═════ Information provided ═════

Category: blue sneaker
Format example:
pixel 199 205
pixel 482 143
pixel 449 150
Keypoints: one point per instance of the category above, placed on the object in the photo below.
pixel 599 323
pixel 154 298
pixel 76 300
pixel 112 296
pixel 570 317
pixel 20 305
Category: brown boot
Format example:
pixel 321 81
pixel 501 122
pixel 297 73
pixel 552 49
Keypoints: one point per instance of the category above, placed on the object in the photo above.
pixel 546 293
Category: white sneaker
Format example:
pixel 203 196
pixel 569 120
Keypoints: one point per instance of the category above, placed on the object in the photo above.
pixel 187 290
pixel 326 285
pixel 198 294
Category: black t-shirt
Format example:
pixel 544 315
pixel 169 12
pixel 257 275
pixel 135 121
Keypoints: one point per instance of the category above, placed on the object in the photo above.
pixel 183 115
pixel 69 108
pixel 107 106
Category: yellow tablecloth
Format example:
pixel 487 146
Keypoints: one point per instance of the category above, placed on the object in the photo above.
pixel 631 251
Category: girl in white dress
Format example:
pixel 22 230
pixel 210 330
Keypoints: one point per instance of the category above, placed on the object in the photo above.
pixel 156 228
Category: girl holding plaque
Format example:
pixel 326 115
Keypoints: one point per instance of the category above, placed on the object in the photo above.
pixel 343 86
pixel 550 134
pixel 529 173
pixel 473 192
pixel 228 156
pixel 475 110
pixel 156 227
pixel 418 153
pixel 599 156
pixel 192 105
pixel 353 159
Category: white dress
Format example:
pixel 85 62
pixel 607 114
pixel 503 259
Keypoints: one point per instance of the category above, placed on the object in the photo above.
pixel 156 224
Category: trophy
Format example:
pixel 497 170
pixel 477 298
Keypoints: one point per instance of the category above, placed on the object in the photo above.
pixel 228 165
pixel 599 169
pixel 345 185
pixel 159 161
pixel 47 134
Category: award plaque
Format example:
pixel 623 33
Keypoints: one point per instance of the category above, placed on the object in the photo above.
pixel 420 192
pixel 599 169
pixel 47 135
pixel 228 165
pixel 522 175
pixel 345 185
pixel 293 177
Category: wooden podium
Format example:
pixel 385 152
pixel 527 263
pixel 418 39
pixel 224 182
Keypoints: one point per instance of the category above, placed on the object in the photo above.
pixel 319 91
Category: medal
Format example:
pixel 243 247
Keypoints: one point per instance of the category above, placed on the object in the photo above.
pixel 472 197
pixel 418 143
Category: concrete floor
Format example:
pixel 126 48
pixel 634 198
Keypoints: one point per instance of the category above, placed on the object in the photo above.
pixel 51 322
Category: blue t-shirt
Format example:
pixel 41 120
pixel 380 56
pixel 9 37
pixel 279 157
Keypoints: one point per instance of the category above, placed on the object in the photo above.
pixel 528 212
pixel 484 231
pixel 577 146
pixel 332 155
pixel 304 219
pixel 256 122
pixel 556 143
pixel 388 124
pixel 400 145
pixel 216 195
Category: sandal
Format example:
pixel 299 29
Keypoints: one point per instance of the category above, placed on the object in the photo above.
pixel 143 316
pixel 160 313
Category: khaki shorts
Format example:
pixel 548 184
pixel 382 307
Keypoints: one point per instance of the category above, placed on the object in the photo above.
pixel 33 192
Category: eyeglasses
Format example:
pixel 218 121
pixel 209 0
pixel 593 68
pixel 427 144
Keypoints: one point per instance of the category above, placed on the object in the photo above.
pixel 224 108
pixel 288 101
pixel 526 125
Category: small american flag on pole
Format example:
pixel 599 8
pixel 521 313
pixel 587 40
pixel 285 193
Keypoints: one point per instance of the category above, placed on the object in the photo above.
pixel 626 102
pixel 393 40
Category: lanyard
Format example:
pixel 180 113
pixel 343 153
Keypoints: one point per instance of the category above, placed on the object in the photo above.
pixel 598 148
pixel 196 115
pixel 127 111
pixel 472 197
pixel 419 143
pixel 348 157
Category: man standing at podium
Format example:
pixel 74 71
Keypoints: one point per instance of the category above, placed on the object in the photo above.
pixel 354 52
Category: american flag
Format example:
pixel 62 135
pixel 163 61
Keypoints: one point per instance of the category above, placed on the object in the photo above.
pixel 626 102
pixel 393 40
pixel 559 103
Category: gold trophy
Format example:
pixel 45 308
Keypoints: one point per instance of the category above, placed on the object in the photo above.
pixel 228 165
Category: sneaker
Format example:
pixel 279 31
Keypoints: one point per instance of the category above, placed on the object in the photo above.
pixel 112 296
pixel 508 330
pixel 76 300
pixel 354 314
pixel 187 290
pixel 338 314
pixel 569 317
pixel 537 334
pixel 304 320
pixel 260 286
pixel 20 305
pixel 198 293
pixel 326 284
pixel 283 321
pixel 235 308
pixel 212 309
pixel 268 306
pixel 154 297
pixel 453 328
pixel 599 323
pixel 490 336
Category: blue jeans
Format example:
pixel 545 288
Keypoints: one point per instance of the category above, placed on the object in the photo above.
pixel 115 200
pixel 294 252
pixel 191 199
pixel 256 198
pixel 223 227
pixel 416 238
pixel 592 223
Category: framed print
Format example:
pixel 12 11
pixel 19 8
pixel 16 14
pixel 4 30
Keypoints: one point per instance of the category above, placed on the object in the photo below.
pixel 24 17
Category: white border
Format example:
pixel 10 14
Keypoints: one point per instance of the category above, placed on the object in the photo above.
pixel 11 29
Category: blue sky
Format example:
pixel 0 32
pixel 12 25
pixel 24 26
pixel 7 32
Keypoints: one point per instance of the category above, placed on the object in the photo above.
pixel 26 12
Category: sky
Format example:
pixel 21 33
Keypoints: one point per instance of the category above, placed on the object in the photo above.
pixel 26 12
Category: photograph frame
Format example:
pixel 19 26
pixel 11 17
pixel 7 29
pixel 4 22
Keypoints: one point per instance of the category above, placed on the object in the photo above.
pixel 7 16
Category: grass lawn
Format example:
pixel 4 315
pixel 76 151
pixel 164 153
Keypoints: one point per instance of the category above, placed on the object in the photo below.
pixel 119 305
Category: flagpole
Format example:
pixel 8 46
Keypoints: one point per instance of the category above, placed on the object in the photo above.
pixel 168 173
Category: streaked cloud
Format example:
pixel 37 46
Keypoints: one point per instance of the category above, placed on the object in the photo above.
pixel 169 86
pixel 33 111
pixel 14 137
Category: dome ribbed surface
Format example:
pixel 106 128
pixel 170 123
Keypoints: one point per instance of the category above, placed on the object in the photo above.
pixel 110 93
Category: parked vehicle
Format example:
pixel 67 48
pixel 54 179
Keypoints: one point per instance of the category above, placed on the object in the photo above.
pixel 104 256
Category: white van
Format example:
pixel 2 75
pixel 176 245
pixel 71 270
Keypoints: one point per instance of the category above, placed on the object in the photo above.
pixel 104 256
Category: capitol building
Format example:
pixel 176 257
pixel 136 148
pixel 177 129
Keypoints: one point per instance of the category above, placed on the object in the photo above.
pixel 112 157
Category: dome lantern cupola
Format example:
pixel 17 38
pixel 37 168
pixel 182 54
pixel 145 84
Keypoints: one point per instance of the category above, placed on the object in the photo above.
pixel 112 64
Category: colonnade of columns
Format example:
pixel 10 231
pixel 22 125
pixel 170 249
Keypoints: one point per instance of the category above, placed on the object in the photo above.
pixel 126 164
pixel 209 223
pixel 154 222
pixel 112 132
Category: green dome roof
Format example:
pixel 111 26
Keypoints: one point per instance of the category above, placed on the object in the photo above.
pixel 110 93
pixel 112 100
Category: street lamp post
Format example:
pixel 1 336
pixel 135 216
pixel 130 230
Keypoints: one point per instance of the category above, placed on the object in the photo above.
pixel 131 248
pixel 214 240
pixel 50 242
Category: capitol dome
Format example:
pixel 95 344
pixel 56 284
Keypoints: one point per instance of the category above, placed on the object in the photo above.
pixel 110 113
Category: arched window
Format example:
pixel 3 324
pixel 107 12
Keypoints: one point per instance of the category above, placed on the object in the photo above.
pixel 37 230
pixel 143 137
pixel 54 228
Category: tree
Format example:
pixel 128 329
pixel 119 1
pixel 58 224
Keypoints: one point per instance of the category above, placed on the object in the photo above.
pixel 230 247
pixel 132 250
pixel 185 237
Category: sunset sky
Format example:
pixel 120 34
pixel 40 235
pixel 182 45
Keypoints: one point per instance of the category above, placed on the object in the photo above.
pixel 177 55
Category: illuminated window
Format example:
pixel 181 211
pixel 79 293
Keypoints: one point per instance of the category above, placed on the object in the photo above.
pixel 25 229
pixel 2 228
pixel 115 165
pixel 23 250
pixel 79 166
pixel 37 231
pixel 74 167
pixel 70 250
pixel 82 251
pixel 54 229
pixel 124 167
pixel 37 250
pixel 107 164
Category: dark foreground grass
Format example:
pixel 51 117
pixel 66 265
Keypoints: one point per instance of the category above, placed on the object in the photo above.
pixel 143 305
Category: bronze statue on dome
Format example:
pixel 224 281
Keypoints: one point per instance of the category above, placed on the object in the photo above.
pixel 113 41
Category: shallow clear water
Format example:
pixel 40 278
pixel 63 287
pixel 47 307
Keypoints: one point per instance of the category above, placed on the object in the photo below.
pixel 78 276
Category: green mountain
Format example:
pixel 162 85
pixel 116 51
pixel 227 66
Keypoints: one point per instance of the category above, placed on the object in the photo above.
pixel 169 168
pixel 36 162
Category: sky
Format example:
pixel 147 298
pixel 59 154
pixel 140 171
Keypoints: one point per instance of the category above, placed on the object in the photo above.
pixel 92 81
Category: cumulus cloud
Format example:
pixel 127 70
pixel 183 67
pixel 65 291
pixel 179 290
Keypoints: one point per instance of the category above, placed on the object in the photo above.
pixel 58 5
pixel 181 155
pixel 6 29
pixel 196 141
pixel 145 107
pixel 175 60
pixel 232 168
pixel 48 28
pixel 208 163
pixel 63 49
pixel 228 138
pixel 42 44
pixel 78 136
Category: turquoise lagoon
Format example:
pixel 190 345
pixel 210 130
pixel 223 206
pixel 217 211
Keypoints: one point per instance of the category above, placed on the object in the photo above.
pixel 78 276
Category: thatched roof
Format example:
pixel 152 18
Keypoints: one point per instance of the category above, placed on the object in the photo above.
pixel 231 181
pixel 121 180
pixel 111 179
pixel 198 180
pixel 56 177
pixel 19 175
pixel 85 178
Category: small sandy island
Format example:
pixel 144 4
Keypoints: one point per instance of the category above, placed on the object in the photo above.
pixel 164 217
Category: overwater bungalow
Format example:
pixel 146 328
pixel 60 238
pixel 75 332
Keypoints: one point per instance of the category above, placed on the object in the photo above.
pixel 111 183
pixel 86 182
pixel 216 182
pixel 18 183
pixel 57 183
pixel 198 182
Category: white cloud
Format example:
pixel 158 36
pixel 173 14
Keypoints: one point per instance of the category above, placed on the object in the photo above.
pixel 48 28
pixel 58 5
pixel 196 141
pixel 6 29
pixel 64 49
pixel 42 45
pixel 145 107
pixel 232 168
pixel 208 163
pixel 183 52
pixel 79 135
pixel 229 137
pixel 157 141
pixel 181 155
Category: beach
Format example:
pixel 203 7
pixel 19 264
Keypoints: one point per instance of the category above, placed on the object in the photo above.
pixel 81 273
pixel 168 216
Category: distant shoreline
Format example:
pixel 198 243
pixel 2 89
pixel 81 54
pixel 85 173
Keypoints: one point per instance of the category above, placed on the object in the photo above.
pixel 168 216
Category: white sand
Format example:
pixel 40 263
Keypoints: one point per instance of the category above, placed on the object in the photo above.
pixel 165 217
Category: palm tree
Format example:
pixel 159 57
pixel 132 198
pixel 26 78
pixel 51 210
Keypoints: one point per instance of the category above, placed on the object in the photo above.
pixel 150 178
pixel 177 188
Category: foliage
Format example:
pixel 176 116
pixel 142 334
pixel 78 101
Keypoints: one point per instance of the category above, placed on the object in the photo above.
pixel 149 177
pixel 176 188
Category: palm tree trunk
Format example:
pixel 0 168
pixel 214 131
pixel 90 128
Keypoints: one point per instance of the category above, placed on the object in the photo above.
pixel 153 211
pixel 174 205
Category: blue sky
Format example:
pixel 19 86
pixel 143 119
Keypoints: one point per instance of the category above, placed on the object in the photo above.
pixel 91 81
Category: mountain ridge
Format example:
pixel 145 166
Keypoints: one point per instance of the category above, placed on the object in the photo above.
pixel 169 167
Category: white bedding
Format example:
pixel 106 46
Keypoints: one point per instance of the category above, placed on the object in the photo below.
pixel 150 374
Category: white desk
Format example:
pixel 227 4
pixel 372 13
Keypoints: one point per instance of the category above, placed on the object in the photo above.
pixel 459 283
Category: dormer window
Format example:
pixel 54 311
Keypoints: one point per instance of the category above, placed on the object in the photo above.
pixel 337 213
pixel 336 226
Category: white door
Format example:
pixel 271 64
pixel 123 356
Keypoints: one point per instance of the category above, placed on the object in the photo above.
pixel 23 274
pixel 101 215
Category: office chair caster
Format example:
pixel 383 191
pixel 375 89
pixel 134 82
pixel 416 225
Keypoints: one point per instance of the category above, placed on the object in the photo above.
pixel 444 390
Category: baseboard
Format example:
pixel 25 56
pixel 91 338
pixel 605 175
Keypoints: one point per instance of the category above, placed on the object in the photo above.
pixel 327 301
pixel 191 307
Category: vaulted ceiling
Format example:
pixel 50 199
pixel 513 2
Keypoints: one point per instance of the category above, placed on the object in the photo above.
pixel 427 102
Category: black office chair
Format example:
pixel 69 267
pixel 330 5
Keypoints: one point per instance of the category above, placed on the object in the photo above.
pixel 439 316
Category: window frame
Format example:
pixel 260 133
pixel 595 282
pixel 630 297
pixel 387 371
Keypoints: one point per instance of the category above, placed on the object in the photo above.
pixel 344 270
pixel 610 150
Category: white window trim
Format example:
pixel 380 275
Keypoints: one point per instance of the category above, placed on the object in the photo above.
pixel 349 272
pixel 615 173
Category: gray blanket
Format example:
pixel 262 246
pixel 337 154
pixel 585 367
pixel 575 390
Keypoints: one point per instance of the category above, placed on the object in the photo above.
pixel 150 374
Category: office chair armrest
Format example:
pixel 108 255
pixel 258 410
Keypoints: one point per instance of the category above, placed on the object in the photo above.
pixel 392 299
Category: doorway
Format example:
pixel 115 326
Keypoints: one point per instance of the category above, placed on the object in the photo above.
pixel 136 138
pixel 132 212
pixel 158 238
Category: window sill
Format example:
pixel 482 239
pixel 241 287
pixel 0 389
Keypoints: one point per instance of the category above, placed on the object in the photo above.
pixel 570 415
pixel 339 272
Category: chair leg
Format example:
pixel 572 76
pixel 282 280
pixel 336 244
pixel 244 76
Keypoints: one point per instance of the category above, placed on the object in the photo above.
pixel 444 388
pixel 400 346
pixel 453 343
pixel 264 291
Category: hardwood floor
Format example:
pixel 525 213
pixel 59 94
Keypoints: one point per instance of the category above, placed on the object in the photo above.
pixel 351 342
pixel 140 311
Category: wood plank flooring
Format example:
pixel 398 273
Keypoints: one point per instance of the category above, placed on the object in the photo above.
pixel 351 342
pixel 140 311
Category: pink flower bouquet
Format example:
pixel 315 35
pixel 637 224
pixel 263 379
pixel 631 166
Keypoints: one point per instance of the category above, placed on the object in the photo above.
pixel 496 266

═════

Assignment: Given the records above, reproduce precisely and only the lines between the line holding "pixel 140 171" and the line holding "pixel 152 18", inclusive.

Task answer:
pixel 140 171
Keypoints: one point per instance of the category above, placed on the object in the photo above.
pixel 92 81
Category: cumulus cloud
Format example:
pixel 127 70
pixel 183 67
pixel 65 291
pixel 179 290
Keypoints: one point per instance of the category above, placed on the object in the photo above.
pixel 58 5
pixel 181 155
pixel 6 29
pixel 196 141
pixel 145 107
pixel 175 60
pixel 232 168
pixel 48 28
pixel 208 163
pixel 63 49
pixel 228 138
pixel 42 44
pixel 78 136
Category: turquoise lagoon
Format example:
pixel 190 345
pixel 210 130
pixel 223 206
pixel 217 211
Keypoints: one point per instance of the category above, placed on the object in the photo above.
pixel 78 276
Category: thatched roof
Format example:
pixel 152 18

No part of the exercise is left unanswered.